EXERCISE DIRECTIONS:
Please retype every one of the entries below line by line, with no changes.

Dataset entries

-=-=-

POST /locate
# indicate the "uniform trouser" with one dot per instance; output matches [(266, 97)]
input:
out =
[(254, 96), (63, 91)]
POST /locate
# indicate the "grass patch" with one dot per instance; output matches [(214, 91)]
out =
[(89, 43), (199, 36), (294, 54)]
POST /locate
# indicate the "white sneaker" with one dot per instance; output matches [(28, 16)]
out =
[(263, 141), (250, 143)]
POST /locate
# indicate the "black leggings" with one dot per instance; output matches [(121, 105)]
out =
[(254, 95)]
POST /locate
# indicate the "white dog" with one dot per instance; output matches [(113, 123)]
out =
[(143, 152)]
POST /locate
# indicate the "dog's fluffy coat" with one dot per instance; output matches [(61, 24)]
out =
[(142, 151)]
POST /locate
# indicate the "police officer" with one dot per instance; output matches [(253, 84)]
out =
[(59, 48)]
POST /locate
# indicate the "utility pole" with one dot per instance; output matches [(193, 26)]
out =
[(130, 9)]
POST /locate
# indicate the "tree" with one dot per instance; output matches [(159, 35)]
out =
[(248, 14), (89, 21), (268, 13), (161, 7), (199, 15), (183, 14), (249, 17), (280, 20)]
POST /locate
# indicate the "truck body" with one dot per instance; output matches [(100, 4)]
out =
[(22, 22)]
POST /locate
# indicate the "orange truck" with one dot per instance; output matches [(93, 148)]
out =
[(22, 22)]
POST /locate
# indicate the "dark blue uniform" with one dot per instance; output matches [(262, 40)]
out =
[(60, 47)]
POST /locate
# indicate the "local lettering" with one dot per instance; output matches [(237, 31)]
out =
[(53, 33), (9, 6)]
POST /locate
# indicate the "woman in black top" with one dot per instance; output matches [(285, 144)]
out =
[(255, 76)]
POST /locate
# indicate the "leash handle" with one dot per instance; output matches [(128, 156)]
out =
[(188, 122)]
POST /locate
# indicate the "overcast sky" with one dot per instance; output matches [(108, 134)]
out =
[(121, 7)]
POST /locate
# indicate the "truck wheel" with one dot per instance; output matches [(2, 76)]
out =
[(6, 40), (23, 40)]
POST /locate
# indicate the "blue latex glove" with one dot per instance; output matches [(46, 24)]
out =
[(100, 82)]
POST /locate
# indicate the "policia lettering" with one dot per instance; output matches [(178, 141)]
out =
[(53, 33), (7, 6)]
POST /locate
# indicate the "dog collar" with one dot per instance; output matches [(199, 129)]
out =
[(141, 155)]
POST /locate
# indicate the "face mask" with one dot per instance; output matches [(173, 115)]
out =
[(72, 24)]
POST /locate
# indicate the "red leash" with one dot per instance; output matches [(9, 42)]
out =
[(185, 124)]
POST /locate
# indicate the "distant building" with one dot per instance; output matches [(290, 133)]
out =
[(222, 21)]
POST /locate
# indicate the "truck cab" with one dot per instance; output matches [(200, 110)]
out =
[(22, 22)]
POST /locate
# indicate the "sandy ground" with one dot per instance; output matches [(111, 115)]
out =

-=-=-

WRITTEN ANSWER:
POST /locate
# indicate the "uniform trouser" with one dot per instance; output matches [(266, 97)]
input:
out =
[(254, 96), (63, 91)]
POST /locate
# indicate the "grass patch" with one dot per instance; output matches [(214, 91)]
out =
[(89, 43), (199, 36), (294, 54)]
POST /locate
# indicate the "white sneaker" with one dot per instance; output matches [(28, 16)]
out =
[(263, 141), (250, 143)]
POST /locate
# indicate the "black leggings" with one dot per instance; output matches [(121, 105)]
out =
[(254, 95)]
POST /locate
# indicate the "white dog" with one dot per instance; output matches [(113, 123)]
out =
[(143, 152)]
POST /locate
# indicate the "dog's fluffy coat" with one dot per instance; output matches [(61, 24)]
out =
[(142, 151)]
POST /locate
# indicate the "police officer" with one dot per instance; output matches [(253, 84)]
out =
[(59, 48)]
POST /locate
# indicate the "utility pole" with one dot per instance; output matches [(193, 26)]
out =
[(130, 9)]
POST /locate
# indicate the "tree" with one dot per instance; output matches [(159, 35)]
out =
[(248, 14), (89, 21), (268, 13), (161, 7), (199, 15), (183, 14), (249, 17), (280, 20)]
POST /locate
# indicate the "truck body" with one dot per instance; output matches [(100, 4)]
out =
[(22, 22)]
POST /locate
# indicate the "orange truck" with one dot per instance; output matches [(93, 148)]
out =
[(22, 22)]
POST /locate
# indicate the "dark blue uniform" with one dot per instance; output matches [(262, 40)]
out =
[(60, 47)]
POST /locate
# indicate the "local lettering" with one dot per instance; output matches [(237, 31)]
out =
[(53, 33), (9, 6)]
POST /locate
# indicate the "woman in black top" with one dot per instance; output matches [(285, 144)]
out =
[(255, 76)]
POST /locate
# indicate the "leash handle" with one dot per instance; output matches [(128, 156)]
out =
[(188, 122)]
POST /locate
# indicate the "overcast sky" with one dot per instance; output matches [(108, 134)]
out =
[(121, 7)]
POST /locate
# indicate the "truck wheel" with one dot per instance; output matches [(2, 76)]
out =
[(6, 40), (23, 40)]
POST /locate
# indicate the "blue latex glove" with one dot per instance; output matches [(46, 24)]
out =
[(100, 82)]
POST /locate
# indicate the "policia lettering" with one dot per instance; output matches [(178, 141)]
out =
[(53, 33), (7, 6)]
POST /locate
# indicate the "dog collar" with one dot per instance; output matches [(199, 129)]
out =
[(141, 155)]
POST /locate
# indicate the "face mask" with one dot per instance; output matches [(173, 115)]
out =
[(72, 24)]
POST /locate
# indicate the "red leash" with one dot per instance; output matches [(9, 42)]
out =
[(185, 124)]
POST /locate
# indicate the "distant building" with one dot per instance; output matches [(290, 133)]
out =
[(222, 21)]
POST /locate
# indicate the "truck cab" with one dot per instance; output matches [(200, 110)]
out =
[(22, 22)]
POST /locate
# indicate the "sandy ground" with one dot per instance; output matches [(111, 115)]
out =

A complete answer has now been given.